資料についての設問:
1 – 夜をめぐる感想文から、「でないと、こんなに、色んな旅」から「引っ越し前夜の夜、引っ越し後の初日の夜を描写した「それを知る必要がある」」までの部分を一字一句そのまま返してください。
2 – 夜をめぐる感想文の続きを、示された最後の文の後から補ってください。

本文抜粋:
::::

でないと、こんなに、色んな旅行できないっしょ。色んな旅をして、色んな夜を見て、色んな抱え込んだ自分の思いを、ちゃんと、できるだけちゃんと、誰かに伝える事、できないっしょ。羨ましいです。角田さんが。自分の思いを語る言葉を持っている、という人は、羨ましいよなあ、ホンマ。
旅先での様々な夜が出てきますが、自分は殆ど旅行をしないですし、海外も一度も行ったことがないので、角田さんが描写する異国の夜よりも、日本の身近な夜のほうに、圧倒的に親近感が湧きました。
引っ越し前夜の夜、引っ越し後の初日の夜を描写した「それを知る必要がある」
病院という建物の中の夜の寂しさと優しさ、冷たさとホッとする感じを描写した「魂が旅する夜」

::::

表示情報:
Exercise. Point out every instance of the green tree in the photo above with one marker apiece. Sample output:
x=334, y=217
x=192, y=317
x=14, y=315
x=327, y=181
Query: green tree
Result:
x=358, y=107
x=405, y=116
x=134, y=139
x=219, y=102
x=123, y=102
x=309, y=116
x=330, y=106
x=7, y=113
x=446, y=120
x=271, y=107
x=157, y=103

::::

演習の解答:
1 –
でないと、こんなに、色んな旅行できないっしょ。色んな旅をして、色んな夜を見て、色んな抱え込んだ自分の思いを、ちゃんと、できるだけちゃんと、誰かに伝える事、できないっしょ。羨ましいです。角田さんが。自分の思いを語る言葉を持っている、という人は、羨ましいよなあ、ホンマ。
旅先での様々な夜が出てきますが、自分は殆ど旅行をしないですし、海外も一度も行ったことがないので、角田さんが描写する異国の夜よりも、日本の身近な夜のほうに、圧倒的に親近感が湧きました。
引っ越し前夜の夜、引っ越し後の初日の夜を描写した「それを知る必要がある」

2 –
は、なんというか、凄く素晴らしいですね。「すっごくわかる!あの感じ!」というのを、見事に、バッチバチに、自分の言葉で、自分の文章で、表しているというのは、本当に羨ましいなあ、凄いなあ。
あと、西 加奈子さんの解説も、凄く良いです。角田光代さん、という人が、どういう人なのかを、物凄く愛情をこめて、語っておられる気がします。西さんの小説も、読んでみたくなったなあ。